>> begin PAGE EXTRACT

Last time I counted I have more than SIX HUNDRED books in my office. Some of which (nearly two hundred of them) came from my Father’s den library back in our house in Newport, Rhode Island. After he died in 2005, we sold the house and Mother moved to Florida. I went into his library, which had a wall of books – thousands of them – and I picked out the books that I wanted to keep before the Naval War College came in and took the rest of the books away.

My Father had been many things in his life. A 4-tour of duty Vietnam Veteran, a UN Peace Keeper in Jerusalem, one of the Consultants to the Shaw in Iran in ‘78, and a diplomat in Malaysia and Russia, as well as a student and a teacher at the Naval War College. He never got his PhD, but he did have three Masters degrees. One was in International Relations, I think. Over the years, he had created a magnificent library of military and historical books from which he taught his classes or from which he got inspiration for his lectures. He had actually lectured a few years before he died at Oxford University in England.

>> end PAGE EXTRACT
>> begin GIVEN ENTRIES

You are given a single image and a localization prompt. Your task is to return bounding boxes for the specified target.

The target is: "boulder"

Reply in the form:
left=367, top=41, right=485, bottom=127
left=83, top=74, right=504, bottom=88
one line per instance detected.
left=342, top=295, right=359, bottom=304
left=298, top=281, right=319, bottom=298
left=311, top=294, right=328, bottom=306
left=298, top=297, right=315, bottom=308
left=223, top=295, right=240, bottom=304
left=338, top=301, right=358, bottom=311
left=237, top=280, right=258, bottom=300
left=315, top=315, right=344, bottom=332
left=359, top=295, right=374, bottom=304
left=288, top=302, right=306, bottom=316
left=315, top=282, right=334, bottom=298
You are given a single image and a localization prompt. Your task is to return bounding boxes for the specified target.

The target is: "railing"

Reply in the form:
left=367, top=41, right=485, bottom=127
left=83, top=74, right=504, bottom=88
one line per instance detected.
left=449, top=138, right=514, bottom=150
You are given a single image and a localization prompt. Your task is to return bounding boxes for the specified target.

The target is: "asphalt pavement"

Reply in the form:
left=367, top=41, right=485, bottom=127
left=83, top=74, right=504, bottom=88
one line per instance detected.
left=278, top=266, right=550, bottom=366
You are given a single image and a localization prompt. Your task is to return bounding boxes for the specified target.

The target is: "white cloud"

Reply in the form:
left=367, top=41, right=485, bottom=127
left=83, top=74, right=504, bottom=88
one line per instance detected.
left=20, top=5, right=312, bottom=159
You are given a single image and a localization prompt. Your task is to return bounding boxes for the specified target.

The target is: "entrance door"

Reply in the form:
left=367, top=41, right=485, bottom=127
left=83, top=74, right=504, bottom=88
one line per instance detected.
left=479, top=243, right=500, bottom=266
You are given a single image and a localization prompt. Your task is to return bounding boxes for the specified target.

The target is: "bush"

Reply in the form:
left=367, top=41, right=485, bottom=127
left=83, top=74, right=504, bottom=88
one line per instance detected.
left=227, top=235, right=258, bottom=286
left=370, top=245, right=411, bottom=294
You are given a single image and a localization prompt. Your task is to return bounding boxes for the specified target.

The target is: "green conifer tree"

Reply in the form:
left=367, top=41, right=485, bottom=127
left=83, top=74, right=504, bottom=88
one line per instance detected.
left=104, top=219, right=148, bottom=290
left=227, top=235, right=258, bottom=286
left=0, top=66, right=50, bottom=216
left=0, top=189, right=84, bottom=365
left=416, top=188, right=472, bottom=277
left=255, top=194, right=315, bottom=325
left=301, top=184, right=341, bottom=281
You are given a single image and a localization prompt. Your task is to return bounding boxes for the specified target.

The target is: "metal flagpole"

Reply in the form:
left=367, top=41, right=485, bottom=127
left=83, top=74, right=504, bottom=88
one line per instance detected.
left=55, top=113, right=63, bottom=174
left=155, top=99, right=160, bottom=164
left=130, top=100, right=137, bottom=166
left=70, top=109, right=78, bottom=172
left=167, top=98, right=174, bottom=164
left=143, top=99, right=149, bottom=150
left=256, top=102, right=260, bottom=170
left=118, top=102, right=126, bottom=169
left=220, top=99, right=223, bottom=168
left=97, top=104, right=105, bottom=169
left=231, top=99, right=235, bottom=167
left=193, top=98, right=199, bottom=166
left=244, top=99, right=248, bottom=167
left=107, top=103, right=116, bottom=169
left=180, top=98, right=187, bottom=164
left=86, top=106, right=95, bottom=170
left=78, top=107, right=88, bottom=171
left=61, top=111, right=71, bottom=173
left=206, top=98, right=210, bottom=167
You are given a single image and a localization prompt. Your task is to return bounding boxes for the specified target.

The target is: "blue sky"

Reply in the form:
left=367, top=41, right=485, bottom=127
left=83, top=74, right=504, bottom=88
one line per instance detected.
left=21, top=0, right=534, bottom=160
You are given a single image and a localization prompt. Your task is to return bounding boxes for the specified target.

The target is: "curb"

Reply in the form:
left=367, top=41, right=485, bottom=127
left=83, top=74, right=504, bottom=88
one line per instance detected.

>> end GIVEN ENTRIES

**REQUIRED TASK:** In the account of the father's library, what roles appear in the sentence beginning "A 4-tour of duty"? List each one.

**EXERCISE RESULT:**
- A 4-tour of duty Vietnam Veteran
- A UN Peace Keeper in Jerusalem
- One of the Consultants to the Shaw in Iran in '78
- A diplomat in Malaysia and Russia
- A student and a teacher at the Naval War College